#### [Given problem]
Reproduce every line of the records below verbatim, in the same order.

[start of Data provided]

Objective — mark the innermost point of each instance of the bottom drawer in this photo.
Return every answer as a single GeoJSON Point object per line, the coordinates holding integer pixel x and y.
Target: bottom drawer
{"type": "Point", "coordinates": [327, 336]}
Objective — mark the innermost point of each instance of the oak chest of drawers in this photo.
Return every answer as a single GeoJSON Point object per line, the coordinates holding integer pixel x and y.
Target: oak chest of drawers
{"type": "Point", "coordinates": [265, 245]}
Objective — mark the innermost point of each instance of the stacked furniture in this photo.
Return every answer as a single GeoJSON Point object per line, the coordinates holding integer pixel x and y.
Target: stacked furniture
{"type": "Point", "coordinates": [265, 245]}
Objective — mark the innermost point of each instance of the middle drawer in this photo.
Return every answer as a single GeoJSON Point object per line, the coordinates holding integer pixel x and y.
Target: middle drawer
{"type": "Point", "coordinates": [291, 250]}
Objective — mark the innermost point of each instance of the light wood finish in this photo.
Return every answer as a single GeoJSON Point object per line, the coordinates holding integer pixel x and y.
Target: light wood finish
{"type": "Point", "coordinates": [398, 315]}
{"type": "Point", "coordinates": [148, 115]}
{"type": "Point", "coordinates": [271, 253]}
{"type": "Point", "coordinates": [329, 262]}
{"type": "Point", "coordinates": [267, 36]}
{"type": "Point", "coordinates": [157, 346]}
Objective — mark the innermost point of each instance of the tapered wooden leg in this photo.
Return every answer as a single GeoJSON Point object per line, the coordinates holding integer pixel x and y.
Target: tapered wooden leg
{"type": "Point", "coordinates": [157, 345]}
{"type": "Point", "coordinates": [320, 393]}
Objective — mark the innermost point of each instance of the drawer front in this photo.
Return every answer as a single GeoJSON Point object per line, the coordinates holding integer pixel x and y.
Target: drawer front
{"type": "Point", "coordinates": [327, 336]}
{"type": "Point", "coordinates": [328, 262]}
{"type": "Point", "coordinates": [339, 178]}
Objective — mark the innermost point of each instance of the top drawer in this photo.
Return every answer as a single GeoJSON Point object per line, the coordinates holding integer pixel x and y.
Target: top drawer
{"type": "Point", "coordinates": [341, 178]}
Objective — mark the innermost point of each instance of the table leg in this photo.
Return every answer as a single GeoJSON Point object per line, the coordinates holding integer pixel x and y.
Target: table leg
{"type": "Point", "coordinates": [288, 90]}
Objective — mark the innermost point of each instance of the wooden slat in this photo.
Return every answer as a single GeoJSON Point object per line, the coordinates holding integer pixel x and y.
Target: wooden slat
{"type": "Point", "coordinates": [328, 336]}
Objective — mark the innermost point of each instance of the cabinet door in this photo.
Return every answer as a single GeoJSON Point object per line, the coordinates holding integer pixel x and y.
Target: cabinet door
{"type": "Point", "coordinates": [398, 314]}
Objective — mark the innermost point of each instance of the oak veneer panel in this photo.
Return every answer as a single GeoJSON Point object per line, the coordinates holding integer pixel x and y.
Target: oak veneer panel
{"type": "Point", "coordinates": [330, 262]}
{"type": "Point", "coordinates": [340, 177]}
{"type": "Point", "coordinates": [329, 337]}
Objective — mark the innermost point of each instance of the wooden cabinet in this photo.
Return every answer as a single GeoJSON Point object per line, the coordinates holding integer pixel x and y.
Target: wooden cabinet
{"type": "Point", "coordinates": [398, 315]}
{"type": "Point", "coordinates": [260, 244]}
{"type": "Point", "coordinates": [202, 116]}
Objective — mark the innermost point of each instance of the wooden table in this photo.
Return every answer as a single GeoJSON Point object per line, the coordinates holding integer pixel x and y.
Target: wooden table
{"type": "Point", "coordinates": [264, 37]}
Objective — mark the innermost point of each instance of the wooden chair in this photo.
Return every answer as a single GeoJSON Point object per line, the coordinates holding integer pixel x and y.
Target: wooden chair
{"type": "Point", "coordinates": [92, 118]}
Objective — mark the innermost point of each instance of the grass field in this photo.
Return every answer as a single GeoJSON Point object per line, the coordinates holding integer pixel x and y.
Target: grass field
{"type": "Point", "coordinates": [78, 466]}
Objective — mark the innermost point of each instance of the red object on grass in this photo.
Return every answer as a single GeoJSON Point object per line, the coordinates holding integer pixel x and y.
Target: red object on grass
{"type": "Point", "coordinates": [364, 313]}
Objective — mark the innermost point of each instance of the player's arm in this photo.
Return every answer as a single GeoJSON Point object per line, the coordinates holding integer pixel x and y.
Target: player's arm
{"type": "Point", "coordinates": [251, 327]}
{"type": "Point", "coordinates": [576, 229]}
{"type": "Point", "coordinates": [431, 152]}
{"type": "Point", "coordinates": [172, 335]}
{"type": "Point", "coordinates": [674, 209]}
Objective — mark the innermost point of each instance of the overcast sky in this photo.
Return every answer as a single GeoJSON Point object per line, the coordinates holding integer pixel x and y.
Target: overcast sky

[end of Data provided]

#### [Solution]
Objective — mark the innermost point of each instance of the bottom drawer in this photo.
Return every answer as a single GeoJSON Point object per line, the coordinates holding integer pixel x and y.
Target: bottom drawer
{"type": "Point", "coordinates": [327, 336]}
Objective — mark the innermost point of each instance of the oak chest of drawers in this photo.
Return every answer as a single GeoJSON Point object per line, the coordinates holding integer pixel x and y.
Target: oak chest of drawers
{"type": "Point", "coordinates": [265, 245]}
Objective — mark the innermost point of each instance of the stacked furniture in this photo.
Return every answer as a single GeoJSON Point object per line, the coordinates holding integer pixel x and y.
Target: stacked furniture
{"type": "Point", "coordinates": [265, 245]}
Objective — mark the innermost point of each instance of the middle drawer in this photo.
Return every answer as a single GeoJSON Point object per line, the coordinates holding integer pixel x and y.
Target: middle drawer
{"type": "Point", "coordinates": [291, 250]}
Objective — mark the innermost point of each instance of the light wood finish in this photo.
Return every answer as a single GeoJSON Point object per line, the coordinates holding integer pixel x and y.
Target: light wood finish
{"type": "Point", "coordinates": [398, 315]}
{"type": "Point", "coordinates": [148, 115]}
{"type": "Point", "coordinates": [271, 253]}
{"type": "Point", "coordinates": [329, 262]}
{"type": "Point", "coordinates": [267, 36]}
{"type": "Point", "coordinates": [157, 346]}
Objective — mark the innermost point of each instance of the tapered wooden leg in this photo.
Return every answer as a single GeoJSON Point object per line, the coordinates holding integer pixel x and y.
Target: tapered wooden leg
{"type": "Point", "coordinates": [157, 345]}
{"type": "Point", "coordinates": [320, 393]}
Objective — mark the innermost point of each instance of the drawer front in this photo.
Return every answer as a single GeoJSON Point object per line, the coordinates holding integer pixel x and y.
Target: drawer front
{"type": "Point", "coordinates": [327, 336]}
{"type": "Point", "coordinates": [328, 262]}
{"type": "Point", "coordinates": [339, 178]}
Objective — mark the innermost point of each instance of the top drawer in this photo.
Return every answer as a single GeoJSON Point object per line, the coordinates holding integer pixel x and y.
Target: top drawer
{"type": "Point", "coordinates": [341, 178]}
Objective — mark the innermost point of each instance of the table leg in this photo.
Return every answer as a single GeoJSON Point object per line, the coordinates holding integer pixel x and y.
Target: table leg
{"type": "Point", "coordinates": [288, 90]}
Objective — mark the innermost point of each instance of the wooden slat in this photo.
Return every answer as a single GeoJSON Point object per line, the coordinates holding integer pixel x and y.
Target: wooden slat
{"type": "Point", "coordinates": [328, 336]}
Objective — mark the innermost point of each instance of the cabinet door in this photo.
Return every answer as a single GeoJSON Point object per line, the coordinates holding integer pixel x and y.
Target: cabinet door
{"type": "Point", "coordinates": [398, 314]}
Objective — mark the innermost point of each instance of the oak veneer panel in this photo.
Return every answer as a single GeoJSON Point object per line, the coordinates holding integer pixel x and y.
Target: oak veneer panel
{"type": "Point", "coordinates": [330, 262]}
{"type": "Point", "coordinates": [340, 177]}
{"type": "Point", "coordinates": [329, 337]}
Objective — mark the innermost point of each instance of the wooden cabinet in this photo.
Return every answer as a single GeoJSON Point object per line, the coordinates holding integer pixel x and y.
Target: wooden cabinet
{"type": "Point", "coordinates": [398, 315]}
{"type": "Point", "coordinates": [260, 244]}
{"type": "Point", "coordinates": [202, 116]}
Objective — mark the innermost point of each instance of the wooden table in this photo.
Return every answer as a single GeoJSON Point object per line, the coordinates holding integer pixel x and y.
Target: wooden table
{"type": "Point", "coordinates": [264, 37]}
Objective — mark the innermost point of each instance of the wooden chair in this photo.
Return every answer as a single GeoJSON Point object per line, the coordinates holding integer pixel x and y.
Target: wooden chair
{"type": "Point", "coordinates": [92, 118]}
Objective — mark the innermost point of each instance of the grass field in this photo.
Return every answer as a single GeoJSON Point object per line, the coordinates holding integer pixel x and y.
Target: grass field
{"type": "Point", "coordinates": [78, 466]}
Objective — mark the innermost point of each instance of the red object on grass in this photo.
Return every answer as a single GeoJSON Point object per line, the coordinates holding integer pixel x and y.
Target: red object on grass
{"type": "Point", "coordinates": [364, 313]}
Objective — mark the innermost point of each instance of the player's arm in this photo.
Return every answer as a single GeoJSON Point object per line, the coordinates holding integer pixel x and y.
Target: player's arm
{"type": "Point", "coordinates": [251, 327]}
{"type": "Point", "coordinates": [576, 229]}
{"type": "Point", "coordinates": [431, 152]}
{"type": "Point", "coordinates": [172, 335]}
{"type": "Point", "coordinates": [674, 209]}
Objective — mark the innermost point of each instance of the overcast sky in this photo.
Return every answer as a single GeoJSON Point object per line, the coordinates holding integer pixel x and y.
Target: overcast sky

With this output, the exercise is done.